#### What you have to do:
Can you write out each of the lines below word for word, without changing anything?

#### Records to process:
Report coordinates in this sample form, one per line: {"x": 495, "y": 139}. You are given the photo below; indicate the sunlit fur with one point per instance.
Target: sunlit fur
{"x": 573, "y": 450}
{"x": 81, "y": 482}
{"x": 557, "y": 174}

#### Solution to the exercise:
Report coordinates in this sample form, one per line: {"x": 495, "y": 139}. You are given the photo below; indicate the sunlit fur with one point per instance.
Target: sunlit fur
{"x": 573, "y": 450}
{"x": 81, "y": 482}
{"x": 557, "y": 174}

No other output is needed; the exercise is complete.